▶ **Stated problem**
Transcribe all the entries word for word, skipping the pictures.

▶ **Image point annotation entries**
((

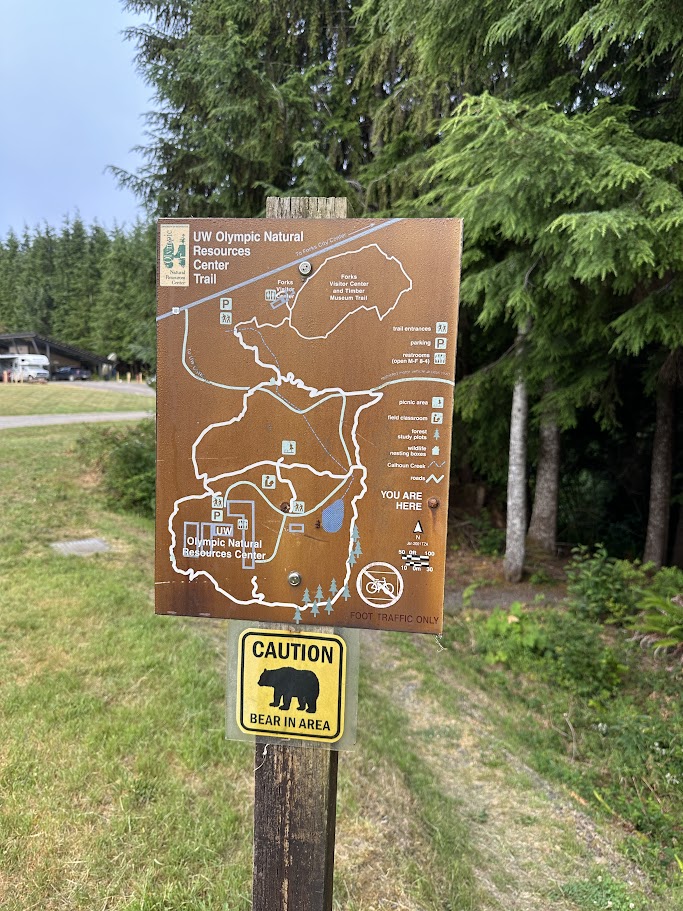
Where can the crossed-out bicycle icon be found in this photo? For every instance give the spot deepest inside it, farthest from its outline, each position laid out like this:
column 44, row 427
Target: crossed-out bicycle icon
column 379, row 584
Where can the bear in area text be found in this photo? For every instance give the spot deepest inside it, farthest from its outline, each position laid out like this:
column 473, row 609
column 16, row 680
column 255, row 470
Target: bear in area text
column 288, row 682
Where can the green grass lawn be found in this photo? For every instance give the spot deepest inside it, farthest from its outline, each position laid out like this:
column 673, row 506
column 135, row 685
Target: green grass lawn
column 118, row 790
column 66, row 398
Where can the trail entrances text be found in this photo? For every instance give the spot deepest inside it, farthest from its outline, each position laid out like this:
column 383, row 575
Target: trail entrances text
column 304, row 419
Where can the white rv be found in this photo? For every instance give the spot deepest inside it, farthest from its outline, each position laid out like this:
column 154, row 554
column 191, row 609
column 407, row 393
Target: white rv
column 25, row 368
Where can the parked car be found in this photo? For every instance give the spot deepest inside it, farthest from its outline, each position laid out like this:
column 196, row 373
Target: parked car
column 71, row 373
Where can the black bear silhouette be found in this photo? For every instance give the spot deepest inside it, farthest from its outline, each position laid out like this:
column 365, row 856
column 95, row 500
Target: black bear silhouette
column 288, row 682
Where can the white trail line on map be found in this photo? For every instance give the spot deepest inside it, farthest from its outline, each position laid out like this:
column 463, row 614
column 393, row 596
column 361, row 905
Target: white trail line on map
column 269, row 387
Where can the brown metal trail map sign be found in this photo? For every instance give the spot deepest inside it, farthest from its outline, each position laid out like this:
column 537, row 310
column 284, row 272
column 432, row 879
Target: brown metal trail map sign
column 304, row 401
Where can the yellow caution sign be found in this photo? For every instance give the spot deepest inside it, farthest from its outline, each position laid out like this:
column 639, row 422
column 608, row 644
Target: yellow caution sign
column 291, row 685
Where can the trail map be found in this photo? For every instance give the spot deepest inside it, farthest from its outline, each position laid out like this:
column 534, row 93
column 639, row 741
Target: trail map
column 304, row 411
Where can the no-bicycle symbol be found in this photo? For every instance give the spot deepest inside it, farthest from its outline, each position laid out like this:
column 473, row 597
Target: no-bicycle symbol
column 291, row 685
column 379, row 584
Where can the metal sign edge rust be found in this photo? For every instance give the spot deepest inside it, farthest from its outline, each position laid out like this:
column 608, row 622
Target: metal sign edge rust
column 304, row 412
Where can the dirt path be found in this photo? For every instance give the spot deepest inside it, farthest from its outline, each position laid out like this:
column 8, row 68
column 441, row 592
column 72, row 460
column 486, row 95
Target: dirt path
column 530, row 838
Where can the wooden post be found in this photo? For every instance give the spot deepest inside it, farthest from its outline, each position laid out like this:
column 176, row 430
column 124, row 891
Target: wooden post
column 295, row 786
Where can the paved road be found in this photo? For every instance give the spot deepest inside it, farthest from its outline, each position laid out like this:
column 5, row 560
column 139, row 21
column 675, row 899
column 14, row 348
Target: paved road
column 45, row 420
column 130, row 388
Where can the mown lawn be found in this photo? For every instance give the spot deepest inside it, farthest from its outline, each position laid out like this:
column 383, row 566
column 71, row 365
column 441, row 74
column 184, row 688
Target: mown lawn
column 116, row 785
column 67, row 398
column 118, row 790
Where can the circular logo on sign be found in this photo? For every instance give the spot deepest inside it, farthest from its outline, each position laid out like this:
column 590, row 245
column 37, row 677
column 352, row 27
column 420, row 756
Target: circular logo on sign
column 379, row 584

))

▶ **Solution for this task**
Where can the crossed-out bicycle icon be found in this photo? For every instance give the spot deepest inside it, farthest from its outline, each position laid out like this:
column 44, row 427
Target: crossed-out bicycle icon
column 379, row 584
Where can the bear in area text be found in this photo? For every instance give the spot deepest inside it, farthest from its outline, each position laid out like this:
column 473, row 609
column 16, row 680
column 255, row 470
Target: bear in area text
column 288, row 682
Where can the green grass lawn be found in this photo? For every instance give the spot deepest inside it, farthest from its outline, each position laid out like this:
column 673, row 506
column 135, row 685
Target: green grass lawn
column 118, row 790
column 66, row 398
Where can the trail entrances text be found in this photo? For every instance give the spot deepest inside it, farthest from its outline, each position laid out like this:
column 383, row 575
Target: trail entrances text
column 304, row 419
Where can the white rv be found in this photo? For every instance give the spot deepest inside it, farthest from its outline, each position laid out like this:
column 154, row 554
column 191, row 609
column 407, row 393
Target: white rv
column 25, row 368
Where can the parked car be found in this photo? For every instance give the spot deepest inside it, farthest from its outline, each position laid out like this:
column 196, row 373
Target: parked car
column 71, row 373
Where can the black bear silhouette be found in this photo? For every instance give the spot deepest inside it, farthest from its outline, each position laid out like this:
column 365, row 856
column 95, row 500
Target: black bear silhouette
column 288, row 682
Where can the white trail line on map be found in this photo? For every instance give the spot deepest inside it, farthest from its outline, each position laid out like this:
column 463, row 614
column 393, row 596
column 361, row 905
Target: white trail line on map
column 269, row 387
Where can the brown metal trail map sign be found in this photo? For every instance give the spot deepest inside it, farthest from its outline, each position laid out like this:
column 537, row 310
column 284, row 272
column 432, row 879
Target: brown metal trail map sign
column 304, row 401
Where can the yellow caution sign be found in this photo? For every instance give the spot deepest inside it, farthest from its outline, each position laid out like this:
column 639, row 422
column 608, row 644
Target: yellow caution sign
column 291, row 685
Where can the trail map be found in this photo? For every instance give the spot deepest inside it, farthest from its outline, each position laid out like this:
column 534, row 93
column 639, row 741
Target: trail map
column 304, row 411
Where can the no-bicycle symbol be found in this photo? For every instance give the spot deepest inside it, farthest from its outline, each position laid out like this:
column 473, row 597
Target: no-bicycle symbol
column 291, row 685
column 379, row 584
Where can the metal sign edge rust be found in this photo? For every instance give the spot deepest inside it, farthest from its outline, each position laid out like this:
column 608, row 622
Target: metal sign edge rust
column 304, row 412
Where can the dirt path be found in this photo? For every instance give the spot deepest inside it, farthest from its outline, each position laid out like this:
column 8, row 68
column 441, row 592
column 72, row 460
column 486, row 95
Target: dirt path
column 530, row 838
Where can the wooden post be found in this photo? For every instance give the spot deepest inside it, farthest from its outline, each position laid out like this:
column 176, row 430
column 124, row 891
Target: wooden post
column 295, row 786
Where can the paved road be found in this photo? For every instance give the spot deepest inside it, farthest from its outline, each position laid out like this:
column 5, row 560
column 139, row 21
column 675, row 899
column 14, row 348
Target: paved road
column 45, row 420
column 130, row 388
Where can the mown lawn be found in this photo? For every instance give the spot deepest inside it, farthest from its outline, each position laid out like this:
column 383, row 566
column 71, row 365
column 441, row 74
column 184, row 688
Target: mown lawn
column 116, row 785
column 67, row 398
column 118, row 790
Where can the circular logo on sign be found in this photo? For every instance give the spot deepest inside it, farthest from its outline, each position laid out like this:
column 590, row 245
column 37, row 677
column 352, row 27
column 420, row 756
Target: circular logo on sign
column 379, row 584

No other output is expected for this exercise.